*Written request*
Show each line of the listing that contains the word "green". Case matters.

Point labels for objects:
=======

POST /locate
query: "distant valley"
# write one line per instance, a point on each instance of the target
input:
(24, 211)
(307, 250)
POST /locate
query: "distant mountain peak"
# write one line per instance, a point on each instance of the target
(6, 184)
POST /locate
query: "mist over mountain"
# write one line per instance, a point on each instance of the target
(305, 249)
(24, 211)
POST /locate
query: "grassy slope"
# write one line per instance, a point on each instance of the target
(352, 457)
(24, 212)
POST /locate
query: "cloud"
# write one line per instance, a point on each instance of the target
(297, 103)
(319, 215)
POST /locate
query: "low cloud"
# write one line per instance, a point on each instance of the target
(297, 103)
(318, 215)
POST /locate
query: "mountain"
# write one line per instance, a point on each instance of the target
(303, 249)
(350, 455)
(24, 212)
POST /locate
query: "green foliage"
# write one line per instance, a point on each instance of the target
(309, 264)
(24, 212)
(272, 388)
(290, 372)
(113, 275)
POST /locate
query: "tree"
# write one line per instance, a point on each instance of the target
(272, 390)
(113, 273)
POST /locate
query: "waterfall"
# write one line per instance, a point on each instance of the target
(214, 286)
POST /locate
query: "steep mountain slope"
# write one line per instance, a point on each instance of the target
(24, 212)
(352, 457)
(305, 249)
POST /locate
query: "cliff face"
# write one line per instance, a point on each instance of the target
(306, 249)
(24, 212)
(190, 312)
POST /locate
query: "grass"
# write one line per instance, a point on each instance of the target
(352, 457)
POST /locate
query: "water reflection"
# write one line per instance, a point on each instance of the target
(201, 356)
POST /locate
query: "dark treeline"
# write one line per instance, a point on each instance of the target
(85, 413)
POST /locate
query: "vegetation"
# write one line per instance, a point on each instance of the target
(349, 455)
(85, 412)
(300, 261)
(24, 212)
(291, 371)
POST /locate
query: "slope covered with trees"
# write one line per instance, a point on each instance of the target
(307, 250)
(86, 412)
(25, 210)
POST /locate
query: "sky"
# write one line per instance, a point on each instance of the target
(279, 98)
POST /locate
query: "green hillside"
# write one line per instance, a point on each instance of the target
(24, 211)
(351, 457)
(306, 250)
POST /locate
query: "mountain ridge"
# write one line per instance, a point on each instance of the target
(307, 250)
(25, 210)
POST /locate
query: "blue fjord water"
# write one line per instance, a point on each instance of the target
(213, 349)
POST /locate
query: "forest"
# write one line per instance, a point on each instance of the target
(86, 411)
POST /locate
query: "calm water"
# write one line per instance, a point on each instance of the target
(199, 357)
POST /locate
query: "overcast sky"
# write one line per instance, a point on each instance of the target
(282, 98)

=======

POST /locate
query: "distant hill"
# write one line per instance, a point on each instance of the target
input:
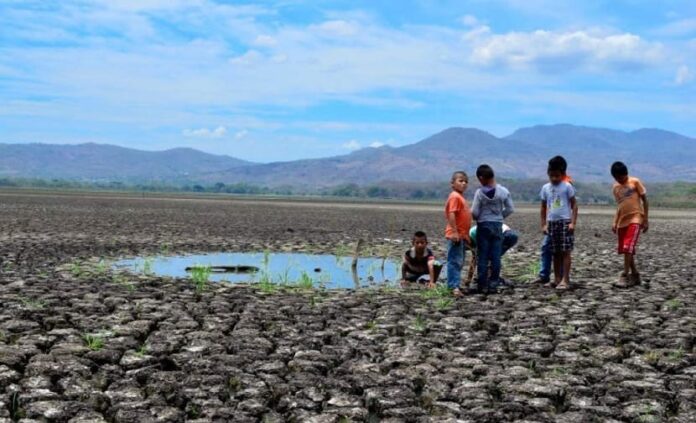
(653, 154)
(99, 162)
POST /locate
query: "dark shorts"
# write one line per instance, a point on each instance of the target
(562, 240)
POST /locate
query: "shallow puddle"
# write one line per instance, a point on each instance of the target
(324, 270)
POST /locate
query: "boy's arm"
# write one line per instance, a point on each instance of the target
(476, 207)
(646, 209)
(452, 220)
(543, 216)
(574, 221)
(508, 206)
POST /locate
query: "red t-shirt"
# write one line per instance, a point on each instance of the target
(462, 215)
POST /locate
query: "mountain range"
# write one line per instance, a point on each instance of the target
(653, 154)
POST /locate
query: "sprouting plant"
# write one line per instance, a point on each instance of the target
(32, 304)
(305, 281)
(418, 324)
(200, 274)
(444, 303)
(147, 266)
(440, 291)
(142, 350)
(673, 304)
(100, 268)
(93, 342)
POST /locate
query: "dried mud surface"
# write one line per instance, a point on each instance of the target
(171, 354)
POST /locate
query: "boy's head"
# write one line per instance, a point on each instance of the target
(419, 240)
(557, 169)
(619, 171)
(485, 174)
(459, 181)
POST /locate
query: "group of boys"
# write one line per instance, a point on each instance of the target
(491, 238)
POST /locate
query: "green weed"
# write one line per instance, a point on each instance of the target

=======

*Task solution*
query: "green foliage"
query: "green hillside"
query: "green weed"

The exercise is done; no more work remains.